> [Data extracts]:
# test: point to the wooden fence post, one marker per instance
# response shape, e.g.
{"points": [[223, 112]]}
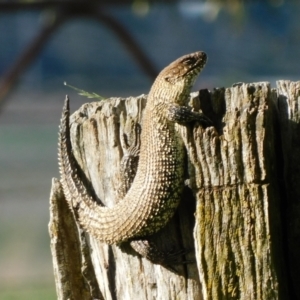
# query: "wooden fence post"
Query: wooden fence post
{"points": [[236, 182]]}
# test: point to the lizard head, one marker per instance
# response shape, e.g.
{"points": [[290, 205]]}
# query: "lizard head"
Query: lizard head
{"points": [[175, 81]]}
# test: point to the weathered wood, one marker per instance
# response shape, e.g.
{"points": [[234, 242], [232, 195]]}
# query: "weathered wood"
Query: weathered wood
{"points": [[237, 195], [235, 174], [70, 252], [289, 119]]}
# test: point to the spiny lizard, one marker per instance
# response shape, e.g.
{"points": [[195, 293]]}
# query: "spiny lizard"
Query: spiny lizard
{"points": [[155, 192]]}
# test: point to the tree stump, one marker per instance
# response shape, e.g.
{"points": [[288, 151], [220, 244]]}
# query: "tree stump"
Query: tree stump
{"points": [[239, 210]]}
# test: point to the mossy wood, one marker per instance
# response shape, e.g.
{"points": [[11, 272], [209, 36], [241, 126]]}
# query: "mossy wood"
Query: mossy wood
{"points": [[243, 188]]}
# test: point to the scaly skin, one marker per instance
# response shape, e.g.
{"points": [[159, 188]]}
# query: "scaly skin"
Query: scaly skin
{"points": [[155, 192]]}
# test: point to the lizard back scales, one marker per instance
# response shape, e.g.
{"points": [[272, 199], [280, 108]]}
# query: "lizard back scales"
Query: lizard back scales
{"points": [[155, 192]]}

> [Your instructions]: Could you set down the records above word for word, without any of the pictures?

> [Your response]:
# test: point to the wooden fence post, one marker per instance
# response shape, e.g.
{"points": [[223, 112]]}
# query: "wooden fence post"
Query: wooden fence post
{"points": [[236, 182]]}
# test: point to the lizard head, one marker per instance
# response shape, e.g.
{"points": [[290, 205]]}
# query: "lizard head"
Query: lizard head
{"points": [[175, 81]]}
# test: point to the weathered wood, one marker per instance
# response shape, e.g.
{"points": [[234, 242], [232, 195]]}
# query: "weathered wood"
Query: weathered wood
{"points": [[237, 195], [235, 174], [70, 252], [289, 119]]}
# test: point to the spiny lizard, one marker per instance
# response shape, e.g.
{"points": [[195, 293]]}
# query: "spiny lizard"
Query: spiny lizard
{"points": [[155, 192]]}
# test: point to the tree stump, one marker per instance
# response shape, e.g.
{"points": [[288, 151], [220, 244]]}
# query: "tree stump"
Query: tree stump
{"points": [[239, 210]]}
# test: point to the mossy wood, one marker per instance
# response shape, e.g.
{"points": [[11, 272], [209, 36], [241, 126]]}
# query: "mossy wood"
Query: mossy wood
{"points": [[243, 188]]}
# test: point to the scaly skin, one marker per instance
# response shape, e.g.
{"points": [[159, 188]]}
# query: "scaly skin"
Query: scaly skin
{"points": [[155, 192]]}
# test: point to the lizard back scales, one marker per instance
# response shape, e.g.
{"points": [[272, 199], [280, 108]]}
# query: "lizard back scales"
Query: lizard back scales
{"points": [[155, 192]]}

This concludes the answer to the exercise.